Giovanni Ziccardi, professore di informatica giuridica all’università di
Milano, ritiene
il disegno di legge «inopportuno, pericoloso e censorio». «Nasconde
le sue reali intenzioni di controllo del dissenso. Lo trovo soprattutto
impreciso, sia dal punto di vista tecnico che giuridico. Punta a soffocare il
dibattito in rete caricando di responsabilità, burocrazia e sanzioni utenti e
provider. Dall’altra parte “salva”, per molti versi, i due principali vettori
di odio, notizie false e disinformazione di oggi, cioè molti grandi media e
politici. Ed equipara fenomeni eterogenei tra
loro che richiedono, invece, regolamentazioni specifiche. Infatti nella
relazione introduttiva si fa riferimento a “fake news”, a espressioni che
istigano all’odio e alla pedopornografia. Tre universi molto diversi tra
loro».

—————

**COMPITO DA SVOLGERE:**
Per ciascuna affermazione indica se concorda con il brano, rispondendo sì o no e citando alla lettera le parole del brano che lo stabiliscono. (a) Ziccardi insegna informatica giuridica all’università di Milano. (b) Secondo Ziccardi, il disegno di legge colpisce soprattutto i grandi media e i politici. (c) Ziccardi giudica il disegno di legge preciso dal punto di vista tecnico. Le righe non sono necessarie.

—————

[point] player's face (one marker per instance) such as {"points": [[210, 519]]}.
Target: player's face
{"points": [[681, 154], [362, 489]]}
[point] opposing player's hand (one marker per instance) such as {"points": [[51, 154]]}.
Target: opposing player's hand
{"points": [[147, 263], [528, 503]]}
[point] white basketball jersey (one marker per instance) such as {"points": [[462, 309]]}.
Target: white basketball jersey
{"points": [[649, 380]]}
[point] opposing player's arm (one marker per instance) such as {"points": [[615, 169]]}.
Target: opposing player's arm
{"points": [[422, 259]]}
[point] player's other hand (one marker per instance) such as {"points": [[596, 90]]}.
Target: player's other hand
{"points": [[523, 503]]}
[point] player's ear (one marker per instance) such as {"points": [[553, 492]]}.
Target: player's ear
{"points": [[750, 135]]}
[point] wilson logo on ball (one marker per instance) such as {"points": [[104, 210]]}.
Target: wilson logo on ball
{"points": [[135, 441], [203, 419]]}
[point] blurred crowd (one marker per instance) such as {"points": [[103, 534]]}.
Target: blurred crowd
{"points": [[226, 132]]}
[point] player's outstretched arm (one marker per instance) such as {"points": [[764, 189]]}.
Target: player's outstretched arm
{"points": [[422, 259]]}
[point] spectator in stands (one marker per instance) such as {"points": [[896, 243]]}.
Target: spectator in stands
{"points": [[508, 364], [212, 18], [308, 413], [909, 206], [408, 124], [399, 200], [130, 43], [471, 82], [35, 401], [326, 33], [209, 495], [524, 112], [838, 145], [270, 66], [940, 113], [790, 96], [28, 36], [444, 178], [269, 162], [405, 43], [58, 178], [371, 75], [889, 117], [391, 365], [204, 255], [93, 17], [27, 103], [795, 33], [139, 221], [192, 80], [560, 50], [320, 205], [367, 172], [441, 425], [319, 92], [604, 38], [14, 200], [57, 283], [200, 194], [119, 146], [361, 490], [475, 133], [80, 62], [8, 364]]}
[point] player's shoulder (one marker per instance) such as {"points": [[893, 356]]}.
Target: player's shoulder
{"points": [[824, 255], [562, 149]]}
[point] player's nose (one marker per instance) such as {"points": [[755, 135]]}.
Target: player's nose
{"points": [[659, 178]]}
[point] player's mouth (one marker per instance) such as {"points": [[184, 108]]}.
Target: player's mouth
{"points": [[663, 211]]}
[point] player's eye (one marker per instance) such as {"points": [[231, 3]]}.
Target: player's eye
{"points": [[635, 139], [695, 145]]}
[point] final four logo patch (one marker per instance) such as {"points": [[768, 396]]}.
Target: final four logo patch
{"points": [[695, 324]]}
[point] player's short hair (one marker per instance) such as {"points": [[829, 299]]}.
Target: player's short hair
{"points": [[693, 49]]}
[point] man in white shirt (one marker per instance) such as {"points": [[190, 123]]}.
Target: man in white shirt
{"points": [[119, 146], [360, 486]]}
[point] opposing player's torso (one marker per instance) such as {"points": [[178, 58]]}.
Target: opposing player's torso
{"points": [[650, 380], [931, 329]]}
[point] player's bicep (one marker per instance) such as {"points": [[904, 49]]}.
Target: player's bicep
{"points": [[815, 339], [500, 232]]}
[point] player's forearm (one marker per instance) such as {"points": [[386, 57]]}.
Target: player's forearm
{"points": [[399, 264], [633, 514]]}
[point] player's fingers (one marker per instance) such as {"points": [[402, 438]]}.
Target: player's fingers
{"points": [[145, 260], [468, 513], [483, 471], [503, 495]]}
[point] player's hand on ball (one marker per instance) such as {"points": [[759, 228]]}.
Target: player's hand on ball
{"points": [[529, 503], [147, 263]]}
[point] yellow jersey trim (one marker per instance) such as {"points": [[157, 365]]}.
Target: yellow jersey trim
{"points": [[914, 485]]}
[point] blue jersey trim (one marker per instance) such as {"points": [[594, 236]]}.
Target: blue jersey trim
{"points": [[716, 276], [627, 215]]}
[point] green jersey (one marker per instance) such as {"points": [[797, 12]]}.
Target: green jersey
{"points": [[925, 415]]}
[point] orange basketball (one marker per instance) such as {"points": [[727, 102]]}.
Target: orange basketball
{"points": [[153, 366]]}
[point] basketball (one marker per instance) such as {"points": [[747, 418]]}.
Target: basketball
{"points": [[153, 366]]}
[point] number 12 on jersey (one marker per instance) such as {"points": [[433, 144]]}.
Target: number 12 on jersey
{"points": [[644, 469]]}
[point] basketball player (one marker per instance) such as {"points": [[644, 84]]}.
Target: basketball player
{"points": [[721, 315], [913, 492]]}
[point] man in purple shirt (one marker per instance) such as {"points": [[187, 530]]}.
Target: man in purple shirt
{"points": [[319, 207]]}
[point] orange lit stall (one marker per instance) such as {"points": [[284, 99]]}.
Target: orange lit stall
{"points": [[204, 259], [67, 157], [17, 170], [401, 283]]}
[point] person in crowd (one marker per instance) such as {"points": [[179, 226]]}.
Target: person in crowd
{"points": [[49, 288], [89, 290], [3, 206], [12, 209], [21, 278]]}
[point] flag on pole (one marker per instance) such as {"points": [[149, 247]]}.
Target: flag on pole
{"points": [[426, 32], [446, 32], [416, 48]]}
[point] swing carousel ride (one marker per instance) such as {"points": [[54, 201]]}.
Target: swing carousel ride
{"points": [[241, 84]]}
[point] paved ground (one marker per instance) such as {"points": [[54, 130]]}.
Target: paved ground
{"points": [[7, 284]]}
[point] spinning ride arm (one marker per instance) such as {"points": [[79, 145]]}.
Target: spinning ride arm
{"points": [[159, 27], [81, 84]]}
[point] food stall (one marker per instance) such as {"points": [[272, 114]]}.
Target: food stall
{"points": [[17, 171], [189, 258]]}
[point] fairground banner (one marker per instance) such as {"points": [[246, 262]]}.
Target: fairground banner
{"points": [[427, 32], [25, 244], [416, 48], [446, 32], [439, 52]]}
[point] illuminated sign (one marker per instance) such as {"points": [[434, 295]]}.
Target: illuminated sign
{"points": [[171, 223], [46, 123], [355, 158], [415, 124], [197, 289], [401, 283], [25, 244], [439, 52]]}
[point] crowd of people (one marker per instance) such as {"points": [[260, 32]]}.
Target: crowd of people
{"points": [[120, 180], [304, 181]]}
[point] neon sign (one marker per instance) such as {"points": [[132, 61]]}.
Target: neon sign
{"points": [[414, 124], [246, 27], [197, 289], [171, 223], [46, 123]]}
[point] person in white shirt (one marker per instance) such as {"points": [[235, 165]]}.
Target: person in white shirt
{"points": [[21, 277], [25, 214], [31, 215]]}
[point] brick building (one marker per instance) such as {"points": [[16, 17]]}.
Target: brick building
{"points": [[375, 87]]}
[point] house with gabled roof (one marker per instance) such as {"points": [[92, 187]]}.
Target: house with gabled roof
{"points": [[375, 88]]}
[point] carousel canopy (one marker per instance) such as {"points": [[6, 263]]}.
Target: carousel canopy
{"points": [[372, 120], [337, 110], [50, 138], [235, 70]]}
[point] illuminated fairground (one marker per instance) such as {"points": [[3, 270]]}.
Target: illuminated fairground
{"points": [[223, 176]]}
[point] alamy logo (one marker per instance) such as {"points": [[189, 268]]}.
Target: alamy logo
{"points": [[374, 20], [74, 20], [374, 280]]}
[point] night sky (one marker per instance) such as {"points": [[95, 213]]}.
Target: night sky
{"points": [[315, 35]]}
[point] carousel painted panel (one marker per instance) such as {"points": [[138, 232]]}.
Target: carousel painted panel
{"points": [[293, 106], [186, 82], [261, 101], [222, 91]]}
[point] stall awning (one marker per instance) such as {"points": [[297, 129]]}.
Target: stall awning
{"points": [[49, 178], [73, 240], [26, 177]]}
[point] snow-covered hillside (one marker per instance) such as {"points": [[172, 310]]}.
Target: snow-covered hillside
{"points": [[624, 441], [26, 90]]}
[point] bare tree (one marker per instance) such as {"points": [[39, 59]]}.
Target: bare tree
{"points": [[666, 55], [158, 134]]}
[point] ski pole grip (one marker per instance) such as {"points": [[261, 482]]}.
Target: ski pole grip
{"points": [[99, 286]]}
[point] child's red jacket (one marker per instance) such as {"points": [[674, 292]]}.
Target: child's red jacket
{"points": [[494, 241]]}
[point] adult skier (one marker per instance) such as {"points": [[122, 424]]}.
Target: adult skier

—————

**RISPOSTA AL COMPITO:**
(a) Sì: «professore di informatica giuridica all’università di Milano».
(b) No: «Dall’altra parte “salva”, per molti versi, i due principali vettori di odio, notizie false e disinformazione di oggi, cioè molti grandi media e politici».
(c) No: «Lo trovo soprattutto impreciso, sia dal punto di vista tecnico che giuridico».